## AUFGABE
Gib aus dem Text über Papst Silvester alles von „Dennoch spielte das“ bis hinunter zu „Knabenblut, verworfen hatte.“ unverändert zurück.

## VORLIEGENDER TEXT
■ Das Portrait
: Silvester

Von Papst Silvester I. weiß man so gut wie nichts. Seine Popularität ist trotzdem enorm: Als Patron des Jahresendes steht sein Name für überschäumende Feiern, Knallerei und gute Vorsätze. Zu diesem Image ist Silvester jedoch gekommen wie die Jungfrau zum Kind. Zumal die Christen, als er am 31. Dezember 335 starb, noch den 6. Januar statt des 1. als Jahresbeginn feierten. Vor seinem Tod war Silvester 22 Jahre lang Bischof von Rom gewesen. Das wichtigste Ereignis seines Pontifikats, das Konzil von Nicäa, hat er nicht besucht, seine Beschlüsse aber anerkannt. Das ist schon fast alles, was an gesicherter Information vorliegt.

Dennoch spielte das Leben Silvesters eine zentrale Rolle in der Geschichte der Kirche. Seine vita, die schon bald nach seinem Tod in der Silversterlegende verklärt wurde, bot einem frommen Fälscher die Grundlage für die sogenannte „Konstantinische Schenkung“. Nach der Legende nämlich hat Silvester den römischen Kaiser Konstantin durch die Taufe vom Aussatz geheilt, nachdem dieser auf himmlischen Fingerzeig hin die alternative Therapie, ein Bad in frischem Knabenblut, verworfen hatte.

## BEREITGESTELLTE ANGABEN
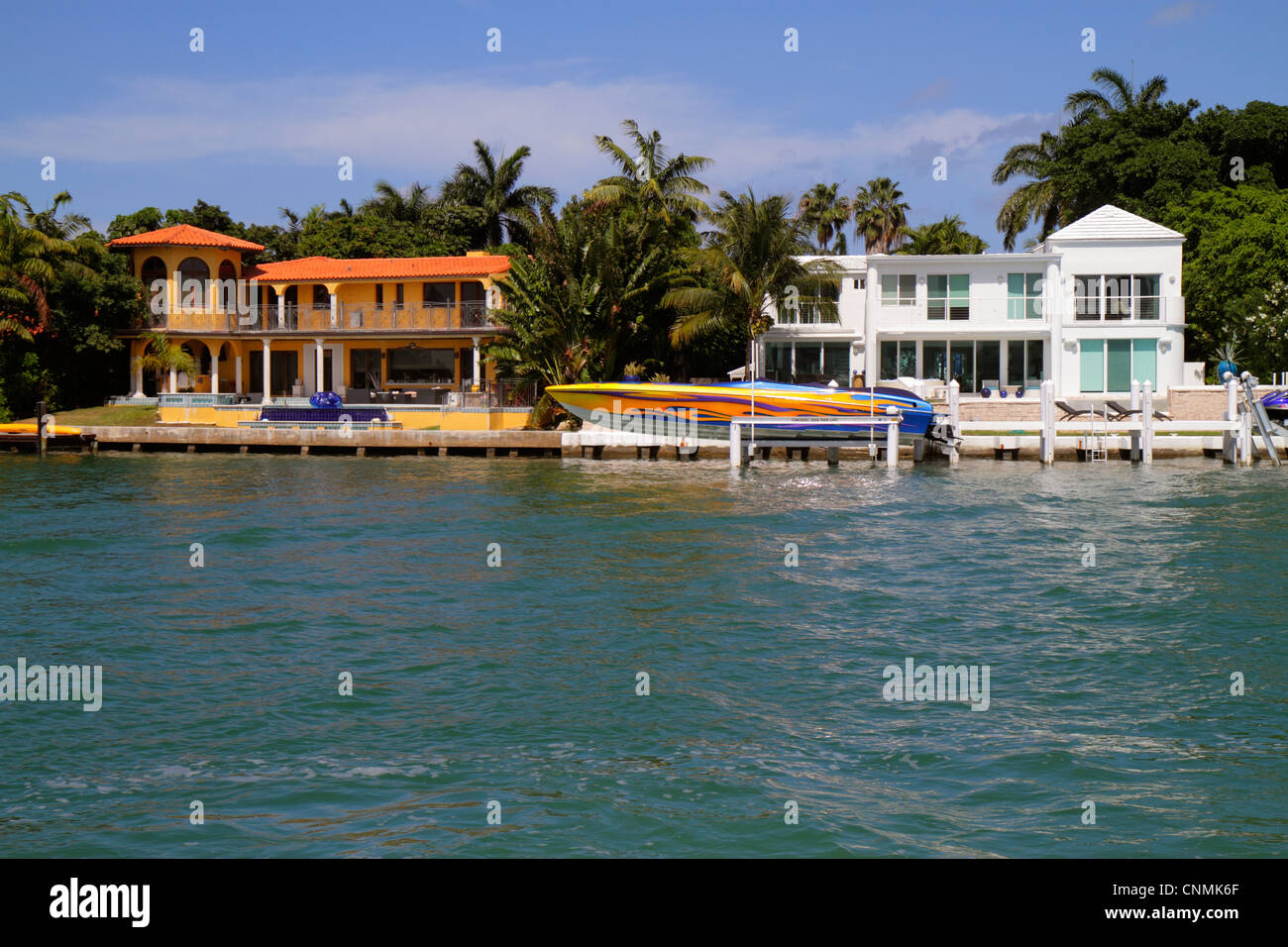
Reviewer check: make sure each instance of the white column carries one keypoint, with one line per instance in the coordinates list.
(268, 364)
(871, 346)
(1054, 313)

## ERGEBNIS
Dennoch spielte das Leben Silvesters eine zentrale Rolle in der Geschichte der Kirche. Seine vita, die schon bald nach seinem Tod in der Silversterlegende verklärt wurde, bot einem frommen Fälscher die Grundlage für die sogenannte „Konstantinische Schenkung“. Nach der Legende nämlich hat Silvester den römischen Kaiser Konstantin durch die Taufe vom Aussatz geheilt, nachdem dieser auf himmlischen Fingerzeig hin die alternative Therapie, ein Bad in frischem Knabenblut, verworfen hatte.